Extract the lines of the listing below, from the line holding "Where can you spot the powdery" through the last line of the listing, both ends included, and copy them out verbatim.

Items from a data source:
--- Start ---

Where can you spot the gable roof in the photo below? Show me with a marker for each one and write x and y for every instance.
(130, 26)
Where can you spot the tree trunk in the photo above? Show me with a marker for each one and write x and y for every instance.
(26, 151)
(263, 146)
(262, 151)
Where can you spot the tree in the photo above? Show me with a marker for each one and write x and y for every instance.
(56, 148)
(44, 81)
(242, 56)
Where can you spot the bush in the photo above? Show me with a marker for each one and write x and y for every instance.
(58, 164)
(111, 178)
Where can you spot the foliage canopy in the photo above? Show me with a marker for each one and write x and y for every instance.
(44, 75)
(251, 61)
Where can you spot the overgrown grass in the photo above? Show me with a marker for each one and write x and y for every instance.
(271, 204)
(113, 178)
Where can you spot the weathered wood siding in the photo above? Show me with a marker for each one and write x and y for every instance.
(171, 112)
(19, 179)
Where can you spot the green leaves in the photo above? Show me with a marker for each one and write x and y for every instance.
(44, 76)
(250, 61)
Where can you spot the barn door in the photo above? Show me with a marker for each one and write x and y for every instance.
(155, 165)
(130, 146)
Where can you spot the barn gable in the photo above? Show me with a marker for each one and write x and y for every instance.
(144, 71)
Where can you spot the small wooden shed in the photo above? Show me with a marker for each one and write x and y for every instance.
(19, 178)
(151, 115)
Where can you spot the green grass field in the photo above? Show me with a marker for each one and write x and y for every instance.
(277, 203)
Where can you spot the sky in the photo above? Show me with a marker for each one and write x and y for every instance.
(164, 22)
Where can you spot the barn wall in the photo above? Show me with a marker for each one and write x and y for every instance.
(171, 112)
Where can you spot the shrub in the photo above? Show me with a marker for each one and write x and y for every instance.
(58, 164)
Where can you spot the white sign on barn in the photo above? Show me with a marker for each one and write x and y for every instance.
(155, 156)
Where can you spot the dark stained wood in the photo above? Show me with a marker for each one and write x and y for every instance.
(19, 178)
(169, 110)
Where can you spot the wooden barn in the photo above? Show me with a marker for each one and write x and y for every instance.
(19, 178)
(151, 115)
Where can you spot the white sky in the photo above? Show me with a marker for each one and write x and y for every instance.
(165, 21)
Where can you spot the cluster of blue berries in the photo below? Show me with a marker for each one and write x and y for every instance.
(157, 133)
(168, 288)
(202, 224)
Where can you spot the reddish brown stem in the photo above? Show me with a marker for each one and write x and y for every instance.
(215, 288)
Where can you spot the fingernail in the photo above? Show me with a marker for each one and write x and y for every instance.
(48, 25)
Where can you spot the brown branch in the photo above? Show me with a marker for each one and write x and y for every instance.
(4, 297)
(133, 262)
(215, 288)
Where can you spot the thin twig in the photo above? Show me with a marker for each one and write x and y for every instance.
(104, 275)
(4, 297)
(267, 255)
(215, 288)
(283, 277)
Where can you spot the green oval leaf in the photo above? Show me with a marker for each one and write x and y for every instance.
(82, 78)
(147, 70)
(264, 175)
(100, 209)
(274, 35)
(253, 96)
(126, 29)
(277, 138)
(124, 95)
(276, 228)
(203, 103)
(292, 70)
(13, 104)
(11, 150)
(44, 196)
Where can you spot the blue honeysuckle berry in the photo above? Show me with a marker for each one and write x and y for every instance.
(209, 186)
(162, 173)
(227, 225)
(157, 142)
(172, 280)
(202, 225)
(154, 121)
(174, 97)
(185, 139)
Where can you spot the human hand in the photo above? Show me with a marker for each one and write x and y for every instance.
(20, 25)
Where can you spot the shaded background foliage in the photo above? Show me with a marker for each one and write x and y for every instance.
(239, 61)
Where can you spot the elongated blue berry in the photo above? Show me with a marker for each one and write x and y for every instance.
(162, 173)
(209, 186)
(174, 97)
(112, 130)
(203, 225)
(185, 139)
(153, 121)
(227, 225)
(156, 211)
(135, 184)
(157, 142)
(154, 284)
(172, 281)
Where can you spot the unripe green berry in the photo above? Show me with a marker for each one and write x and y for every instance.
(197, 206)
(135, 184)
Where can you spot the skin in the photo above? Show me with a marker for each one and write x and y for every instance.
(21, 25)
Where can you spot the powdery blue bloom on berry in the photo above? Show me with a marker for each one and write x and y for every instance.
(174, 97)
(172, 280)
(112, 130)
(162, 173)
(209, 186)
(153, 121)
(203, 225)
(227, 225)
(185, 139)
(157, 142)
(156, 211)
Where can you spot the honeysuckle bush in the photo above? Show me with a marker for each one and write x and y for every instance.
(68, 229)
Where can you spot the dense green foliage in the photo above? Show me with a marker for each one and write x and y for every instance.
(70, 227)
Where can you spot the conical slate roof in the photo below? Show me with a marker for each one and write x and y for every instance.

--- End ---

> _Result for this task_:
Where can you spot the powdery blue bloom on berry in the photo above? Show me with a marker for each one and write x and y for every instance.
(174, 97)
(172, 280)
(112, 130)
(162, 173)
(209, 186)
(153, 121)
(203, 225)
(227, 225)
(185, 139)
(157, 142)
(156, 211)
Where can you spot the honeysuckle bush in the photo above? Show me with a marker for each one and write x and y for every instance.
(68, 229)
Where can you spot the dense green foliage in the photo above? Show me with a marker for each one and write x and y for every instance.
(70, 227)
Where can you spot the conical slate roof in the photo below? Show me with a marker for each one and write x and y for every instance.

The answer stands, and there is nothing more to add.